◆ Task objective ◆
Convert the material below into a Markdown table with two columns, Row and Line, where each nonblank line gets its own numbered row and blank lines are dropped.

◆ Listed records ◆
____
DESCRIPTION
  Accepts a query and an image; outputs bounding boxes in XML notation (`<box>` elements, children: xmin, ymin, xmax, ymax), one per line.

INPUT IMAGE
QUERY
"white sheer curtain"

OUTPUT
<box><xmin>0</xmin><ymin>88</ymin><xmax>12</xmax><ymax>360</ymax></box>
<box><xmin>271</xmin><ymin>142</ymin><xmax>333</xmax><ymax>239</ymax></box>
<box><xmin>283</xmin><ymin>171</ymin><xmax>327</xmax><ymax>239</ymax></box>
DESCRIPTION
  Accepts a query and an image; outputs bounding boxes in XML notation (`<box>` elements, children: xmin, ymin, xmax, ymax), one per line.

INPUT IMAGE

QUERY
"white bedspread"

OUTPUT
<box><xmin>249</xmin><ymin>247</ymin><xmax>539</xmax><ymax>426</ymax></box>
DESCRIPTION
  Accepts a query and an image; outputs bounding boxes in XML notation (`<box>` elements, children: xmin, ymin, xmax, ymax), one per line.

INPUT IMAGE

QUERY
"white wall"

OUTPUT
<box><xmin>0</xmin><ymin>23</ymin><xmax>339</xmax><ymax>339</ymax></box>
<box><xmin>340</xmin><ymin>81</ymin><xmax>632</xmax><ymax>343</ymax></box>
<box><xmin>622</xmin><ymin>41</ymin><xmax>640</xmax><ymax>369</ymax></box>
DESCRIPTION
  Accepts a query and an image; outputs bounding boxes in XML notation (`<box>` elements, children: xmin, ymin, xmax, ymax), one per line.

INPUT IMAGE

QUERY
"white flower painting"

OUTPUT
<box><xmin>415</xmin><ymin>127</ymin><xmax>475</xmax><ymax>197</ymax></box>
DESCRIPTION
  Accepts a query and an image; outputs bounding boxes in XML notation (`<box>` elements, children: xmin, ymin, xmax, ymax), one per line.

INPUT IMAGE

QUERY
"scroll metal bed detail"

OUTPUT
____
◆ The response ◆
| Row | Line |
|---|---|
| 1 | DESCRIPTION |
| 2 |   Accepts a query and an image; outputs bounding boxes in XML notation (`<box>` elements, children: xmin, ymin, xmax, ymax), one per line. |
| 3 | INPUT IMAGE |
| 4 | QUERY |
| 5 | "white sheer curtain" |
| 6 | OUTPUT |
| 7 | <box><xmin>0</xmin><ymin>88</ymin><xmax>12</xmax><ymax>360</ymax></box> |
| 8 | <box><xmin>271</xmin><ymin>142</ymin><xmax>333</xmax><ymax>239</ymax></box> |
| 9 | <box><xmin>283</xmin><ymin>171</ymin><xmax>327</xmax><ymax>239</ymax></box> |
| 10 | DESCRIPTION |
| 11 |   Accepts a query and an image; outputs bounding boxes in XML notation (`<box>` elements, children: xmin, ymin, xmax, ymax), one per line. |
| 12 | INPUT IMAGE |
| 13 | QUERY |
| 14 | "white bedspread" |
| 15 | OUTPUT |
| 16 | <box><xmin>249</xmin><ymin>247</ymin><xmax>539</xmax><ymax>426</ymax></box> |
| 17 | DESCRIPTION |
| 18 |   Accepts a query and an image; outputs bounding boxes in XML notation (`<box>` elements, children: xmin, ymin, xmax, ymax), one per line. |
| 19 | INPUT IMAGE |
| 20 | QUERY |
| 21 | "white wall" |
| 22 | OUTPUT |
| 23 | <box><xmin>0</xmin><ymin>23</ymin><xmax>339</xmax><ymax>339</ymax></box> |
| 24 | <box><xmin>340</xmin><ymin>81</ymin><xmax>632</xmax><ymax>343</ymax></box> |
| 25 | <box><xmin>622</xmin><ymin>41</ymin><xmax>640</xmax><ymax>369</ymax></box> |
| 26 | DESCRIPTION |
| 27 |   Accepts a query and an image; outputs bounding boxes in XML notation (`<box>` elements, children: xmin, ymin, xmax, ymax), one per line. |
| 28 | INPUT IMAGE |
| 29 | QUERY |
| 30 | "white flower painting" |
| 31 | OUTPUT |
| 32 | <box><xmin>415</xmin><ymin>127</ymin><xmax>475</xmax><ymax>197</ymax></box> |
| 33 | DESCRIPTION |
| 34 |   Accepts a query and an image; outputs bounding boxes in XML notation (`<box>` elements, children: xmin, ymin, xmax, ymax), one per line. |
| 35 | INPUT IMAGE |
| 36 | QUERY |
| 37 | "scroll metal bed detail" |
| 38 | OUTPUT |